▶ _To do_:
In the environmental programs text, substitute "wider" for "broader" and write out the part that begins with "However, in recent" and ends with "use and sustainable development.".

Environmental Programs

For about the last thirty years, air pollution agencies such as APCD focused almost exclusively on the types of stationary and area sources described in the engineering section, large and small industries and businesses.

However, in recent years it became clear that if additional progress in improving our community’s air quality was to be made that a broader range of sources and strategies would have to be pursued.

To that end, in 1998, APCD created the Environmental Programs unit that focuses on the very important and related areas of energy policies, transportation and mobile sources, land use and sustainable development.

For more information on the specifics of any of the components please contact the manager of Environmental Programs.


Energy Strategies

The use of energy in its many forms—coal, oil, gasoline, natural gas and other similar energy sources—has a major impact on our environment, especially air quality. APCD has established a focus on energy issues as a core function of the agency within the Environmental Programs section.

We are developing specific strategies and programs that will address this important nexus between energy and air quality. The general areas we address include energy efficiency, energy conservation, demand side management, the promotion of renewable energy, and climate change issues.

Among the specific initiatives pursued by APCD have been

APCD has received several federal grants to encourage energy efficiency in Jefferson County.

These and other similar strategies, when implemented community by community,will provide substantial benefits for air quality at the local, regional and national levels.

Transportation and Mobile Sources

Our community’s transportation infrastructure and the vehicles that use it have a substantial impact on air quality. Therefore, APCD is focusing on these areas as a core function of the agency.

Through our focus on transportation infrastructure, APCD is substantially involved with KIPDA, our regional metropolitan planning organization (MPO) and its planning and decision-making process for how roads are developed and federal and state funds are spent on this infrastructure.

APCD has been significantly involved in the community process studying the need for additional bridges between Jefferson County and Southern Indiana andthe Transit Authority of River City’s (TARC) Transportation Tomorrow (T2) project study on the possible development of a light rail system for the community.

Additional transportation issues in which APCD is engaged include promoting the use of Intelligent Transportation Systems, signalization of our streets, parking issues, congestion mitigation strategies, and the transport of goods by freight and rail.

Our core function focusing on mobile sources intends to both preserve our community’s legitimate and appropriate mobility needs while providing multi-modal options that reduce the impact on air quality. To that end, APCD helps our citizens have a range of modal options including encouraging a non-transit option such as telecommuting, non-motorized options such as bicycling and walking, more mass transit opportunities including carpooling and vanpooling, encouraging the use of alternative fuels such as ethanol, propane, compressed natural gas, and alternative-design vehicles such as hybrid gas/electric vehicles.

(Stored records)
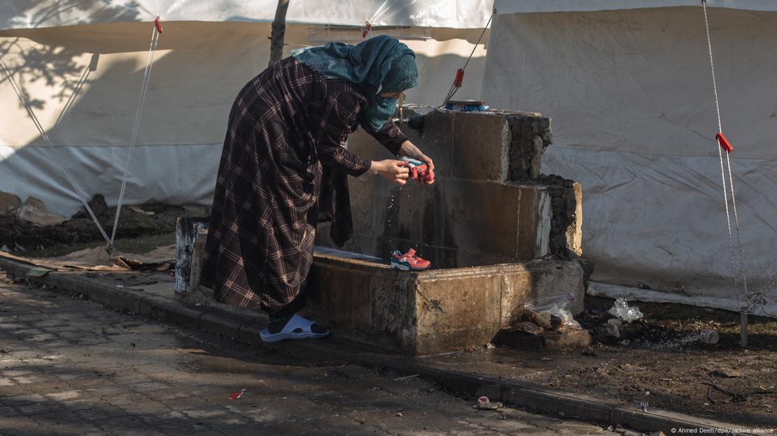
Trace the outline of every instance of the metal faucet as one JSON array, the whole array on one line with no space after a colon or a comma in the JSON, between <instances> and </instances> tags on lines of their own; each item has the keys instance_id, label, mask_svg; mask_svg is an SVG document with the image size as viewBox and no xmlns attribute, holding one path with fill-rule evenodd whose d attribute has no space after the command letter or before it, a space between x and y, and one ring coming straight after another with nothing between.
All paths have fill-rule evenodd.
<instances>
[{"instance_id":1,"label":"metal faucet","mask_svg":"<svg viewBox=\"0 0 777 436\"><path fill-rule=\"evenodd\" d=\"M402 106L405 104L405 93L402 93L402 96L399 97L399 101L397 102L397 106L399 106L399 118L392 118L392 122L402 124L402 123L407 123L407 119L405 119L404 116L402 112Z\"/></svg>"}]
</instances>

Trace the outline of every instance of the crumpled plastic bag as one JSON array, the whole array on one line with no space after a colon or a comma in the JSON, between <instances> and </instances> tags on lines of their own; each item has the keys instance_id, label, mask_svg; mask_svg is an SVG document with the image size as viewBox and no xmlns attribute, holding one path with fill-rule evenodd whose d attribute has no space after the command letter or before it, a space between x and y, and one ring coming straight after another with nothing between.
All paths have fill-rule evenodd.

▶ _Exercise answer_:
However, in recent years it became clear that if additional progress in improving our community’s air quality was to be made that a wider range of sources and strategies would have to be pursued.

To that end, in 1998, APCD created the Environmental Programs unit that focuses on the very important and related areas of energy policies, transportation and mobile sources, land use and sustainable development.